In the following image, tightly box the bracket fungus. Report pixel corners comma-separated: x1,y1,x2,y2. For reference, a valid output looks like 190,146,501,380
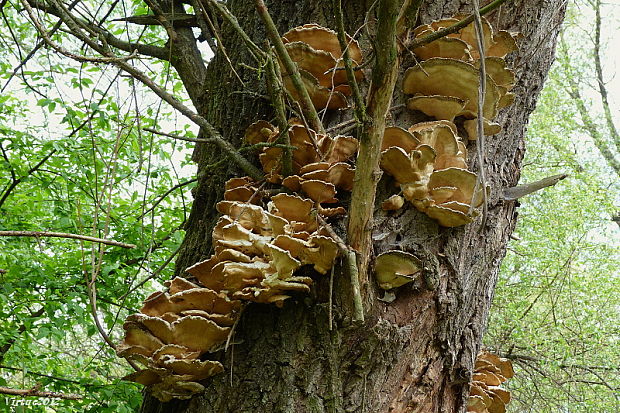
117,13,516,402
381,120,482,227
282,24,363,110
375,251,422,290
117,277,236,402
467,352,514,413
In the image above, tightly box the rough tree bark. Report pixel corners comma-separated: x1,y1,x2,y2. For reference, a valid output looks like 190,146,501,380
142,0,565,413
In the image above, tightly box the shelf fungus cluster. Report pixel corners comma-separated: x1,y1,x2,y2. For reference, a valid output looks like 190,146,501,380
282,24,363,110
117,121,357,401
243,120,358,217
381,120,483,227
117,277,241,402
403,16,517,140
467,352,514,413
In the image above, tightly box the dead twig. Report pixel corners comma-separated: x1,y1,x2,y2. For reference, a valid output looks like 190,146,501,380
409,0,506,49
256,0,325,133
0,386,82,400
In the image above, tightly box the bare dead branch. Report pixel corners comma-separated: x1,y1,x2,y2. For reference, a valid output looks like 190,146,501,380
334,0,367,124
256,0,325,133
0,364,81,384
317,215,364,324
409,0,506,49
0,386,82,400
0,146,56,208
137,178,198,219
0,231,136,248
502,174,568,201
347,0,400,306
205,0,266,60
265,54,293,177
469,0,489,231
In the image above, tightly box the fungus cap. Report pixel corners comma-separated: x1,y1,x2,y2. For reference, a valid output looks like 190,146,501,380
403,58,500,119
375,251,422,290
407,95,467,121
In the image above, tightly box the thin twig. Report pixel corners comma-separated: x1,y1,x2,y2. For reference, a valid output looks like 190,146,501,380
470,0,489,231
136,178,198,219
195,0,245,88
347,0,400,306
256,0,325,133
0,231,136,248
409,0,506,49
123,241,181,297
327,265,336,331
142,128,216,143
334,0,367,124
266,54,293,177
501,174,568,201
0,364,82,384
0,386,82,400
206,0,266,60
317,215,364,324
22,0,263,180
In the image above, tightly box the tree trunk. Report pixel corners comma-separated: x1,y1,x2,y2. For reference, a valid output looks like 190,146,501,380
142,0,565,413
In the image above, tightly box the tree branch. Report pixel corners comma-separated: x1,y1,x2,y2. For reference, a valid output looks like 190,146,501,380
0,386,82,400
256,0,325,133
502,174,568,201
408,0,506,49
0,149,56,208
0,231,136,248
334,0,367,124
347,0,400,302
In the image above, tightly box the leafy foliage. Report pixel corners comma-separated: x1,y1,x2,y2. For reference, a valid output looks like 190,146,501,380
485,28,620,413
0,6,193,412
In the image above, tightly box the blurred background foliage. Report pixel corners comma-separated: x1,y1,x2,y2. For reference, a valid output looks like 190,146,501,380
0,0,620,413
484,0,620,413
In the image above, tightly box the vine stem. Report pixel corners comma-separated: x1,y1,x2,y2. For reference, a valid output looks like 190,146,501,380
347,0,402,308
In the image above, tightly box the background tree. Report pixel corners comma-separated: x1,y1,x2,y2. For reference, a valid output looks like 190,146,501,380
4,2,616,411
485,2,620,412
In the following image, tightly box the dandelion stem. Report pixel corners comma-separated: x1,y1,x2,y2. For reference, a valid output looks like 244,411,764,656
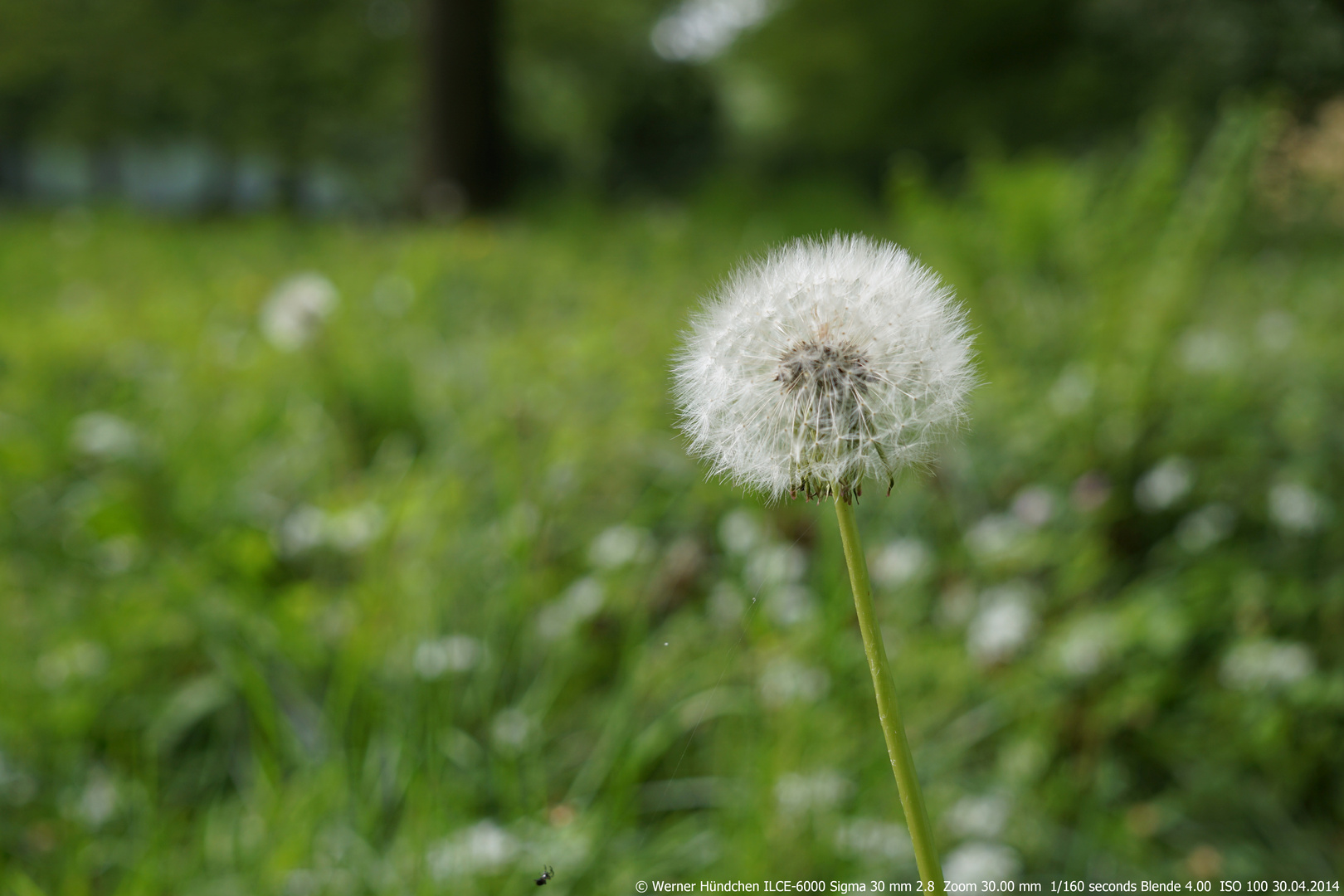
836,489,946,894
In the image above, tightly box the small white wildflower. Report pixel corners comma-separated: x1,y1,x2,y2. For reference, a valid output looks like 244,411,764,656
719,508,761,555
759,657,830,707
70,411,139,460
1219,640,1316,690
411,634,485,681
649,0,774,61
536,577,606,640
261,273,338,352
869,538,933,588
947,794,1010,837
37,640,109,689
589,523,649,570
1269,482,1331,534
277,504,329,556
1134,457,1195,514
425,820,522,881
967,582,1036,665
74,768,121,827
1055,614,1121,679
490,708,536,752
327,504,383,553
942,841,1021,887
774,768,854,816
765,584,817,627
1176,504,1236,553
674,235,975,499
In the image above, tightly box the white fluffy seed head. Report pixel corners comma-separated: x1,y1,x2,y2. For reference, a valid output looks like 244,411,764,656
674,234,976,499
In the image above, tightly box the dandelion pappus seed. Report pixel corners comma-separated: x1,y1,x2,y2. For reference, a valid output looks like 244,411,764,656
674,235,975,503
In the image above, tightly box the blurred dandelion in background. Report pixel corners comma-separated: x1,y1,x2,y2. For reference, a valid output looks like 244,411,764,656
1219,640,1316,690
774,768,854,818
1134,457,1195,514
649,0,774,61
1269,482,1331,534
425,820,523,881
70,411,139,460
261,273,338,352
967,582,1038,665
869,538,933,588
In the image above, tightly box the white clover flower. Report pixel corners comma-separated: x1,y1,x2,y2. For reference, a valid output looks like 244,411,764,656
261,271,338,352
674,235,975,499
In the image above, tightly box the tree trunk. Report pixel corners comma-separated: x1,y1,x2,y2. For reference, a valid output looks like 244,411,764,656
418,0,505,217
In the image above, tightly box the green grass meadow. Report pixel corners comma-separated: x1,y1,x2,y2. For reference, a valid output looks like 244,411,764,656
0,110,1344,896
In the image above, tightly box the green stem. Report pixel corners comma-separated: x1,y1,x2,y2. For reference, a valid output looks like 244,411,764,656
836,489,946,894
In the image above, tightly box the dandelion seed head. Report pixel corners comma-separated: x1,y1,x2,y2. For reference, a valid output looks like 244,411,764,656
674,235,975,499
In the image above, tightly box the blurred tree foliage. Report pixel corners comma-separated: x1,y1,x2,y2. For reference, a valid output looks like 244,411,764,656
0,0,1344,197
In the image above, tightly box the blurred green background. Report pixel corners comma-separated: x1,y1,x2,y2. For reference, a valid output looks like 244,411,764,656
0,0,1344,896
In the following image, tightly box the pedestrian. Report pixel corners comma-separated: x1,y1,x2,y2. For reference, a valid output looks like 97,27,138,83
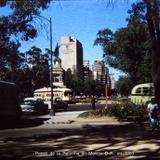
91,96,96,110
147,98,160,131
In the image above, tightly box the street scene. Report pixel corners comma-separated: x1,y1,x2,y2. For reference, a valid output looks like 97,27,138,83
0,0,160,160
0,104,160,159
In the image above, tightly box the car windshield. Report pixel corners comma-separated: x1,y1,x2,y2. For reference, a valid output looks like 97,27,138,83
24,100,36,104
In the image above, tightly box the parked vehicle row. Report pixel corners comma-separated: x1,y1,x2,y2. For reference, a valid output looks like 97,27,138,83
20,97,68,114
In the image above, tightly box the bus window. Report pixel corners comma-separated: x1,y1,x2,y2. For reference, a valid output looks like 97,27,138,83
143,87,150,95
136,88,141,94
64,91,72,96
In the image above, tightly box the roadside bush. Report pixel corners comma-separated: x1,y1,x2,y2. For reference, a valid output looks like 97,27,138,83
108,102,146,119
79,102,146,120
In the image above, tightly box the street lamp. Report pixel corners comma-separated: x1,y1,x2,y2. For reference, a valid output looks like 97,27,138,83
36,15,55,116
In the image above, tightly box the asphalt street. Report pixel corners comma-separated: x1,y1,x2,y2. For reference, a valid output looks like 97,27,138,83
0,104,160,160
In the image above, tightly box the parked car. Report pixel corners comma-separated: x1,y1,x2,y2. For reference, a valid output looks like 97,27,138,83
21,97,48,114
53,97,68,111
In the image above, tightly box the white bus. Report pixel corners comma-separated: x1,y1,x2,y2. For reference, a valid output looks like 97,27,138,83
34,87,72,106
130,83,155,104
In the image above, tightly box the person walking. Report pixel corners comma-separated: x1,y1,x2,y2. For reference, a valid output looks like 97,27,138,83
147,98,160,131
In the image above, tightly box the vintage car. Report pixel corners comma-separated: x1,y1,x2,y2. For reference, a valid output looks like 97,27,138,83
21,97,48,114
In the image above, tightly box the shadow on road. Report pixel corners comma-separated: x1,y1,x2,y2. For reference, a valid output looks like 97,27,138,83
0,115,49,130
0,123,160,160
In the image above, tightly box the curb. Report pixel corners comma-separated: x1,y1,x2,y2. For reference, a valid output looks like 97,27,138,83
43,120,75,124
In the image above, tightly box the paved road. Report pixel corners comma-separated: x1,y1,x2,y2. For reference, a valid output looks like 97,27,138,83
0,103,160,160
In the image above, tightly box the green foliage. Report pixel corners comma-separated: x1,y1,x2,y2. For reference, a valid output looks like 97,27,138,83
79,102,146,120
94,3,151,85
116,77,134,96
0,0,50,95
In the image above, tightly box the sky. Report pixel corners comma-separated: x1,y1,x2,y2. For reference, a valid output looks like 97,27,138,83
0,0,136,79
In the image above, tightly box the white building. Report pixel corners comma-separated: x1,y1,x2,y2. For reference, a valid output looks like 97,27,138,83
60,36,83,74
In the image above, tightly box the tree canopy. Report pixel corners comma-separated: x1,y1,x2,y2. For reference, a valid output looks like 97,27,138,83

> [YOUR TASK]: Write out again the lines between the one holding "In the image above, tightly box the car" and the one holding "0,123,160,160", inclusive, substituting "lamp post" for "street lamp" and leaving everything else as it is.

> [ANSWER BELOW]:
In the image above, tightly box the car windshield. Report pixel corners comma-separated: x1,y1,x2,y2. For reference, a valid output looks like 97,27,138,83
24,100,36,104
In the image above, tightly box the parked vehicle row. Report pixel corners comma-separated: x1,y1,x2,y2. For reference, a valid output looks like 97,27,138,83
20,97,68,114
In the image above, tightly box the bus window. Report pixel corners comma-separated: x1,y1,x2,y2. For reference, a valid output looks like 97,27,138,83
143,87,150,95
136,88,141,94
64,91,72,96
In the image above, tightly box the roadside bush. Report pixel corners comma-separated: x1,y1,x2,y2. For reference, a valid output looks like 97,27,138,83
108,102,146,119
79,102,146,120
In the image above, tightly box the lamp post. Report pixel corners comma-separated: x1,y1,x2,y2. For reference, a valid output looks like 97,27,138,83
36,15,55,116
In the image above, tightly box the asphalt street. Report pixel corners comma-separated: x1,y1,x2,y2. For reference, a valid output looks like 97,27,138,83
0,104,160,160
In the image above, tightly box the parked car. Report pixel corners comma-separated: x1,y1,x2,y2. For reference, a valid output looks like 97,27,138,83
21,97,48,114
53,97,68,111
In the image above, tightly box the white bus. Report pixel corners comma-separated: x1,y1,x2,y2. For reference, a valid output looks like 97,27,138,83
34,87,72,106
130,83,155,104
In the image above, tightly box the person walking. Report pixel corners comma-separated: x1,y1,x2,y2. For reference, a valid output looks like 97,27,138,83
147,98,160,131
In the image above, tightly box the vintage car. Report pixel corners comma-separated: x1,y1,x2,y2. For reference, a valid output looks like 97,27,138,83
21,97,48,114
In the image above, tightly box the shadow on road. Report pixel corners comma-separated: x1,y1,x2,y2. For reference, a valid output looks like 97,27,138,83
0,115,49,130
0,123,160,160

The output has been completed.